> [TASKS TO COMPLETE]
1) Answer these questions about the forum thread on choosing dog names:
(a) What color was the cat called Minstel?
(b) By what point did flounder_1's family have to settle on a name?
(c) With what letter do the names of both of M&M's mummy's dogs begin?
2) Quote the forum thread on choosing dog names from "We made a list" to "it can be!!".
3) Continue the forum thread on choosing dog names from the point where it stops.

# How did you choose your dogs name?



## M&M's mummy (Jul 12, 2011)

How did you choose your cockapoos name ? 

We made a list of fav names together and then agreed on our fav.

There was only the two of us so we were lucky as I know from others experience that the more people you have to please the harder it can be!!


----------



## flounder_1 (May 12, 2011)

I knew we were getting a puppy 3 weeks before the children did so I started to make a list. We have had a few pets with sweetie names - a brown cat called Minstel, a cream guinea pig called marshmallow (marshy for short!) and a black guinea pig called liquorice so I wanted to continue the theme maybe. From what I remember my list was
Poppy
Daisy
Crumble
Lolly (short for Lollypop)
and maybe a few more

We told the children we were getting a puppy about an hour before we left to collect her so I gave them the list and said they could choose. It was decided that we had to have chosen a name by the time we got home again and Lolly was everyone's favourite


----------



## JoJo (Mar 2, 2011)

Ha ha ha I am in the middle of writing a post about this very subject ... yes we do a short list, I find naming a new puppy harder than naming my first child  ha ha ha


----------



## M&M's mummy (Jul 12, 2011)

flounder_1 said:


> I knew we were getting a puppy 3 weeks before the children did so I started to make a list. We have had a few pets with sweetie names - a brown cat called Minstel, a cream guinea pig called marshmallow (marshy for short!) and a black guinea pig called liquorice so I wanted to continue the theme maybe. From what I remember my list was
> Poppy
> Daisy
> Crumble
> ...


Yes I like having a theme both of mine are M names and I have another M name I love incase we ever get a 3rd one day ( wishful thinking)

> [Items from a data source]

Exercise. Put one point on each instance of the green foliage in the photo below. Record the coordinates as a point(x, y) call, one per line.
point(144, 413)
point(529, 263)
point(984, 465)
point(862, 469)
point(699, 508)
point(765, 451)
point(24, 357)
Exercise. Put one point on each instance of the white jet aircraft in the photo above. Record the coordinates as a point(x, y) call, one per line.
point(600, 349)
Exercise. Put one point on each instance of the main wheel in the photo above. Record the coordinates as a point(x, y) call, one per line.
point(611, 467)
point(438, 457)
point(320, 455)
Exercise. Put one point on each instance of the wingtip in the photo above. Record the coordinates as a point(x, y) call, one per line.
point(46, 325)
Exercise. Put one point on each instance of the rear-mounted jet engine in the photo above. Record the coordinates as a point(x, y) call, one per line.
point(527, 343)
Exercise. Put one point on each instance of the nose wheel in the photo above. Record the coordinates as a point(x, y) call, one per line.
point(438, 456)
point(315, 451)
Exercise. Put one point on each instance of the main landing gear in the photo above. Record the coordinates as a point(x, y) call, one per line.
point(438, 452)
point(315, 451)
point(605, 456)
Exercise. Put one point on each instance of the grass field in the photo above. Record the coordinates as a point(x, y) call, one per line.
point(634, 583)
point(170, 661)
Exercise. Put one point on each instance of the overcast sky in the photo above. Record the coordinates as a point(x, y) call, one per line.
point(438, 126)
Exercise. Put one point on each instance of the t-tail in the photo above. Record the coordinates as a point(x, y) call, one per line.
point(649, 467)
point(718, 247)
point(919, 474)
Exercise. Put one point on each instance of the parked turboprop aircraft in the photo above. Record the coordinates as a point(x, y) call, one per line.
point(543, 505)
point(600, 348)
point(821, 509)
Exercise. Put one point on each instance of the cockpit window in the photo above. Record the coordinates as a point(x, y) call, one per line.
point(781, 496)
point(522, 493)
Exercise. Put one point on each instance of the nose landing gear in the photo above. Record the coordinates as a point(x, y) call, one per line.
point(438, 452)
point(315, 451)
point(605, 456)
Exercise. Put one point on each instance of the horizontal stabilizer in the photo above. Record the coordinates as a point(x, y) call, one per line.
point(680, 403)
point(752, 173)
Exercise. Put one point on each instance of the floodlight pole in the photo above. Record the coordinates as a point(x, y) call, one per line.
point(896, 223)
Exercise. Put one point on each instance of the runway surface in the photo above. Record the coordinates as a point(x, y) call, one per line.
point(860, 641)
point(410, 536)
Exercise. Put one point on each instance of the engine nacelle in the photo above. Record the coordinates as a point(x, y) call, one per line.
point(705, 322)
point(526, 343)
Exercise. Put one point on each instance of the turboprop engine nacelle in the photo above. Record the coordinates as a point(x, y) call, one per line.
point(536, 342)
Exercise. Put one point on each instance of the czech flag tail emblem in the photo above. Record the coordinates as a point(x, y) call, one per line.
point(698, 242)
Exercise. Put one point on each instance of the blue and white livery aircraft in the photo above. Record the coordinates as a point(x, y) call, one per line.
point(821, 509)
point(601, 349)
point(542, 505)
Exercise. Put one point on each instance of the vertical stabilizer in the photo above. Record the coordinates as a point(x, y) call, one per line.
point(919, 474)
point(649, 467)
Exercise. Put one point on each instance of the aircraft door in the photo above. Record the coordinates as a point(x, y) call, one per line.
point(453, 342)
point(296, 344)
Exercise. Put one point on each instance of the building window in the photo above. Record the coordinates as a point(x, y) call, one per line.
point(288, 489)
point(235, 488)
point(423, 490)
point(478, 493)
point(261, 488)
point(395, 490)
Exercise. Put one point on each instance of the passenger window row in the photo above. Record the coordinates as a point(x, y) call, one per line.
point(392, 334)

> [ANSWER LIST]
1)
(a) Brown
(b) By the time they got home again
(c) M

2)
We made a list of fav names together and then agreed on our fav.

There was only the two of us so we were lucky as I know from others experience that the more people you have to please the harder it can be!!

3)
Like Lolly- it's a bit different too


----------



## MillieDog (Jun 1, 2011)

Three of us sat down and tried to think of some names. I like Molly, but no one else did. Then Evie was popular and something else. 

But once we collected Millie, I decided that she felt like a Millie and that wasn't on our list at all !!

Funnily enough with Janet calling her's Lolly and both our dogs socialise, I do get rather tongue tied with Lolly & Millie and I often end up saying Molly or Lilly


----------



## Sezra (May 20, 2011)

We had lots of boy's names that we liked but struggled more with girl's names. When it was decided we were having Dizzy we realised it would cause too much confusion n our house having a daughter called Lizzie. Daisy seemed like a similar enough name but also different! It was also a name I considered for my eldest daughter so thankfully we all liked it. I am sure I caught my husband calling her Dizzy this morning though!


----------



## Ali79 (Mar 30, 2011)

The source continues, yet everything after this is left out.